▶ What is required:
Where the data below shows a picture, leave that picture out and copy the rest exactly.

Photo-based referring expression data
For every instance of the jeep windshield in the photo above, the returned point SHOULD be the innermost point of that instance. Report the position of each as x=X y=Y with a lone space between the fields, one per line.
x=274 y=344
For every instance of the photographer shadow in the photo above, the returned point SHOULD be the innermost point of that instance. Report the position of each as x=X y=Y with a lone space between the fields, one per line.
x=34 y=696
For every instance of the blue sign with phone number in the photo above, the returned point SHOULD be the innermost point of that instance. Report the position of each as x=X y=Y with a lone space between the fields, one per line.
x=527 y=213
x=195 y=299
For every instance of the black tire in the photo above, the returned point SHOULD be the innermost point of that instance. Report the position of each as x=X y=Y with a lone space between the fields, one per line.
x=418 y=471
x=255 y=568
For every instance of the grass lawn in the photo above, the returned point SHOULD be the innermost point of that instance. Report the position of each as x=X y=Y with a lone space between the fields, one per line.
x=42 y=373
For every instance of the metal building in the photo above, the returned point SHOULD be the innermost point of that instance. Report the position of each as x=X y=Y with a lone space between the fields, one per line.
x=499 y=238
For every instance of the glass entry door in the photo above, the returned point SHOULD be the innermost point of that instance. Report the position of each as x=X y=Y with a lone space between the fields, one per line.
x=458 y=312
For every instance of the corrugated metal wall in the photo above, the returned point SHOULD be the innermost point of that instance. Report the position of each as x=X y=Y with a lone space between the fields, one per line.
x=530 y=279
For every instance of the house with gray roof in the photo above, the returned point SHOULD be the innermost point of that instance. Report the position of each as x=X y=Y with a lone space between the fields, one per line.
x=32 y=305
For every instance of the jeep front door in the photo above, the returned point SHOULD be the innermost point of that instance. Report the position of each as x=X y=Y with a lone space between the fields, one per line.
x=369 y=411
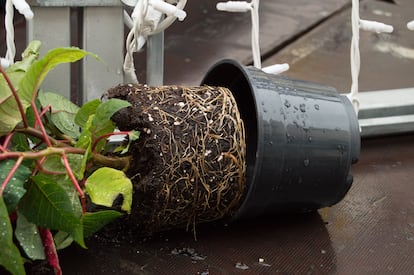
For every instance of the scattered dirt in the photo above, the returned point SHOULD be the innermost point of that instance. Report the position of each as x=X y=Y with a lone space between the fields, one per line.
x=188 y=165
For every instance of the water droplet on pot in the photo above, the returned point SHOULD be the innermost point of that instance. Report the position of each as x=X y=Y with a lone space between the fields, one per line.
x=287 y=104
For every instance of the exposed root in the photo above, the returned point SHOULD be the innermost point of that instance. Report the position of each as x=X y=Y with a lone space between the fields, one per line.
x=189 y=164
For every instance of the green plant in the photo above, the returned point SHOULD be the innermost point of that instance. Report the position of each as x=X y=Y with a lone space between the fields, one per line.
x=53 y=154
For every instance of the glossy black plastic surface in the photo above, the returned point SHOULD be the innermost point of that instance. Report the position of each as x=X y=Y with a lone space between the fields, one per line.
x=302 y=138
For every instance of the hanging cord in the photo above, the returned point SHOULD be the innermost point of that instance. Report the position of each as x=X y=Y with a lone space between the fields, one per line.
x=147 y=19
x=253 y=7
x=357 y=24
x=24 y=9
x=410 y=25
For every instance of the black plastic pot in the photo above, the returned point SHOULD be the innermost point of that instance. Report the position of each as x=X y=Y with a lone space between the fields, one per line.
x=301 y=139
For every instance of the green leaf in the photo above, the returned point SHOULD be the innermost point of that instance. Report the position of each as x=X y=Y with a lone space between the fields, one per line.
x=54 y=163
x=38 y=71
x=107 y=109
x=63 y=112
x=14 y=190
x=73 y=195
x=28 y=236
x=47 y=204
x=20 y=142
x=10 y=256
x=105 y=184
x=62 y=240
x=87 y=110
x=92 y=222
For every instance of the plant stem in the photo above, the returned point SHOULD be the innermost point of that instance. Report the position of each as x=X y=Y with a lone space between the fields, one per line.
x=45 y=136
x=46 y=152
x=16 y=97
x=106 y=136
x=10 y=175
x=50 y=249
x=7 y=140
x=36 y=133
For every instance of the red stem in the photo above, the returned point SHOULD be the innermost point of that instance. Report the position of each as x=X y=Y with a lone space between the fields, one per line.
x=42 y=113
x=50 y=250
x=74 y=181
x=16 y=97
x=106 y=136
x=40 y=123
x=10 y=175
x=7 y=140
x=42 y=153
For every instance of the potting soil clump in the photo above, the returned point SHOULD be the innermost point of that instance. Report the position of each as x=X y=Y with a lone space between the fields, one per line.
x=188 y=165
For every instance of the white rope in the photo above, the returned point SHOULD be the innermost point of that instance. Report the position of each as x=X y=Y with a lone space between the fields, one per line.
x=22 y=8
x=253 y=7
x=366 y=25
x=147 y=19
x=410 y=25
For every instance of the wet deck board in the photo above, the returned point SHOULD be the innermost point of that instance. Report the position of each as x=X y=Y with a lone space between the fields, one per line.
x=207 y=35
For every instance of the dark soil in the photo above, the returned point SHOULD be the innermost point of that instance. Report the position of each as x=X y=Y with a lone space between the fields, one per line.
x=188 y=165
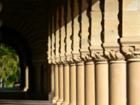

▶ Final answer:
For every instance of the jeep windshield in the photo above, the returned point SHOULD be the innermost point of that instance. Report the position of each as x=X y=Y with a lone space between the fields, one per line.
x=274 y=344
For every instance of the photographer shadow in the photo above, the returned point SHOULD be the innermost point of that instance. Report the position of each as x=X y=Y with a lone space between the fields, one per line.
x=34 y=696
For every instance of the blue sign with phone number in the photo above, the returned point SHOULD be the innermost point of that instance. Report the position of each as x=X y=Y with a lone space between the fields, one per line.
x=527 y=213
x=195 y=299
For every instance of the black tire in the photo above, the returned point SHOULD be the innermost point of that instance. Report the position of each as x=X y=Y with a lone space between the fields, one per line.
x=418 y=471
x=255 y=568
For every instance of the grass lawn in the photo above, the returned point SHOULD be the innermost point of that instance. Report the position of each as x=X y=Y with a lone space between the fields, one per line.
x=42 y=373
For every instance of the metal building in the photo above, the returned point SHOULD be the innermost point of that instance. Report the position of each as x=X y=Y with a lone space between the fields, one per line.
x=499 y=238
For every instance of the glass entry door in the photo above, the returned point SHOULD be the innermost point of that instance. Report the position of each as x=X y=Y with a lone space between the fields, one per line.
x=458 y=312
For every instance of the corrugated metal wall in the photo above, the returned point SHOULD be the innermost point of that instance. Report the position of each as x=X y=Y with a lone space between the fields, one per line.
x=530 y=279
For every instance of the house with gray roof in the photo above, the returned point SHOULD be the innermost point of that instance. Report the position of each as x=X y=Y with a lone space between the fields, one per line.
x=32 y=305
For every instance of the jeep front door in the photo above, the returned point SHOULD be the innermost point of that instance. Report the position of each as x=X y=Y with a lone space between the fields, one per line.
x=369 y=411
For every instance of the scattered dirt in the photo above, the returned point SHOULD be the innermost point of that instance. Report the position of each as x=X y=Y with a lone space between the fields, one per line.
x=188 y=165
For every instance of the water droplet on pot in the photo above, the returned point SHOULD be the innermost point of that instance. Report the position of each as x=X y=Y with a lone space between the fields, one per line.
x=287 y=104
For every instance of the exposed root in the photo above, the returned point SHOULD be the innermost point of that instance. Report the position of each as x=X y=Y with a lone space between the fields, one per line.
x=189 y=164
For every instance of the green plant in the photo above, the returned point SHOULD be the innermost point of that instance. Report the position of each as x=X y=Y with a lone space between the fields, one per line.
x=53 y=154
For every instance of the glossy black plastic surface in the photo above, the returned point SHOULD be the innermost point of that instance. Report the position of each as x=X y=Y with a lone space between the fields, one per line.
x=302 y=138
For every instance of the hanging cord in the photo above, the returned point SHOULD be the innermost point of that instance. Report the position of each as x=X y=Y with a lone space between the fields, one per line.
x=147 y=19
x=253 y=7
x=357 y=24
x=24 y=9
x=410 y=25
For every instance of the black plastic pot in the photo above, the returned point SHOULD be the innermost point of that instance. Report the position of each as x=X y=Y with a lone space between the fields, one per line.
x=301 y=139
For every instance of the green leaf in the photo above, the returned point SHOULD be the innermost point of that instance. Report the position of each as x=X y=Y with a lone space between the fields, one per line.
x=54 y=163
x=38 y=71
x=107 y=109
x=63 y=112
x=14 y=190
x=73 y=195
x=28 y=236
x=47 y=204
x=20 y=142
x=10 y=256
x=105 y=184
x=62 y=240
x=87 y=110
x=92 y=222
For every instance of the plant stem in the photo above, the returned point SHOULD be the innermost point of that instance. Report the position of each as x=X y=Y with a lone space between the fields, one per line.
x=45 y=136
x=46 y=152
x=16 y=97
x=106 y=136
x=10 y=175
x=50 y=249
x=7 y=140
x=36 y=133
For every instance of the red stem in the photo above, the returned point SHOULD be the innermost point of that instance. Report the position of each as x=X y=Y with a lone space between the fields, one per line.
x=42 y=113
x=50 y=250
x=74 y=181
x=16 y=97
x=106 y=136
x=40 y=123
x=10 y=175
x=7 y=140
x=42 y=153
For every instance of the potting soil clump in the photo above, the returned point SHOULD be the innermost point of that instance. Report the position of each as x=X y=Y with a lone space between the fields, one per line.
x=188 y=165
For every instance of the white rope in the photo above, the returned point SHOULD be the innermost point of that instance. Report the position of each as x=X y=Y with a lone space between the fields, one per line.
x=22 y=8
x=253 y=7
x=366 y=25
x=147 y=19
x=410 y=25
For every instance of the wet deck board in the photo above, the returned point SHOULD be the innermost point of that instance. Report the position of each as x=X y=Y with a lone space between the fields, one per line.
x=207 y=35
For every instance of the dark soil in the photo above, the returned point SHOULD be the innermost point of that instance. Report the position of each as x=X y=Y with a lone space between the fields, one per line.
x=188 y=165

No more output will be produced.